### Exercice
Reproduisez à l'identique, dans l'extrait sur la réforme du droit des obligations, le passage qui va de « Comme son intitulé » jusqu'à « la promesse d’embauche. ».

### Extrait choisi
# # #
Alors même qu’elle a généré beaucoup
d’agitation dans le cadre de son élaboration, la réforme du droit des
obligations semble, depuis son entrée en
vigueur effectuée le 1er octobre 2016, se faire plus discrète. Il
ne faudrait pas pour autant interpréter cette discrétion comme signifiant que
la problématique a perdu tout intérêt juridique, bien au contraire, le meilleur
reste à venir.
Au-delà des principaux changements de la
réforme dont vous avez pu prendre connaissance grâce aux multiples actualités
juridiques, j’ai décidé de vous présenter une vision plus spécialisée de la réforme, celle qui a trait à son impact
sur le droit du travail.
Comme son intitulé l’indique, le présent
article a pour objectif de sensibiliser
les juristes sur les changements effectifs ou prospectifs de la réforme sur le
droit du travail. Il s’agit principalement d’éléments destinés à nourrir
une réflexion juridique et qui seront susceptibles d’être utilisés dans le
contentieux du droit du travail au cours de prochaines années pour faire
évoluer l’état du droit.
Promesse de contrat et promesse
d’embauche
La promesse unilatérale fait désormais
l’objet d’une définition textuelle inscrite au nouvel article 1124 du Code
civil. Ce dernier prévoit, entre autres, que les éléments essentiels du contrat
en question doivent être déterminés. Une telle exigence n’est pas nouvelle et
avait déjà été posée par la jurisprudence pour la promesse d’embauche.
La
nouveauté réside dans l’abandon de la célèbre jurisprudence « Consorts
Cruz » [1]qui avait posé la
règle selon laquelle la rétractation du promettant faisait obstacle à la
rencontre des volontés, rendant par conséquent l’exécution forcée impossible,
la seule sanction envisageable étant alors la sanction par équivalent avec
l’octroi de dommages et intérêts.
Désormais,
l’article 1124 alinéa 2 du Code civil prévoit que la sanction de la révocation
d’une promesse de contrat peut consister en une exécution forcée dudit contrat.
# # #
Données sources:
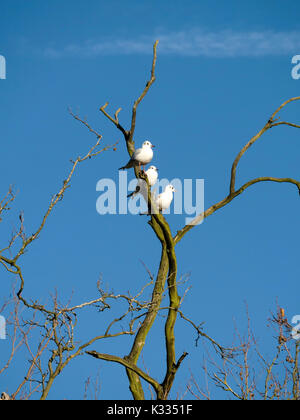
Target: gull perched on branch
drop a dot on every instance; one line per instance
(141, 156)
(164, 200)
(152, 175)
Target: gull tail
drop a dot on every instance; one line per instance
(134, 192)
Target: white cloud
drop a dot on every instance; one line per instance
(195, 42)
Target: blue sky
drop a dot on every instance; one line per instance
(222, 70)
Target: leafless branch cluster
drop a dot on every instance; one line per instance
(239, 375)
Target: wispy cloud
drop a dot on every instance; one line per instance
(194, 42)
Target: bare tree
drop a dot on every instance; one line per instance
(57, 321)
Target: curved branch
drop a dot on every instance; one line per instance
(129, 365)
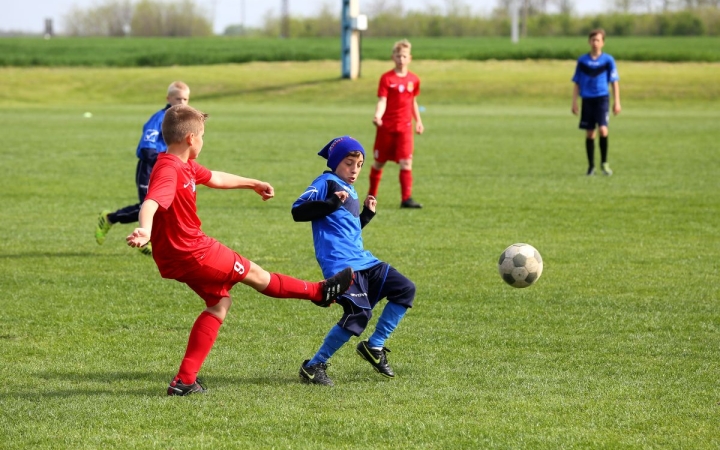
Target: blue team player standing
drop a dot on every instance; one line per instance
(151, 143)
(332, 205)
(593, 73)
# # #
### Résultat ci-dessous
Comme son intitulé l’indique, le présent
article a pour objectif de sensibiliser
les juristes sur les changements effectifs ou prospectifs de la réforme sur le
droit du travail. Il s’agit principalement d’éléments destinés à nourrir
une réflexion juridique et qui seront susceptibles d’être utilisés dans le
contentieux du droit du travail au cours de prochaines années pour faire
évoluer l’état du droit.
Promesse de contrat et promesse
d’embauche
La promesse unilatérale fait désormais
l’objet d’une définition textuelle inscrite au nouvel article 1124 du Code
civil. Ce dernier prévoit, entre autres, que les éléments essentiels du contrat
en question doivent être déterminés. Une telle exigence n’est pas nouvelle et
avait déjà été posée par la jurisprudence pour la promesse d’embauche.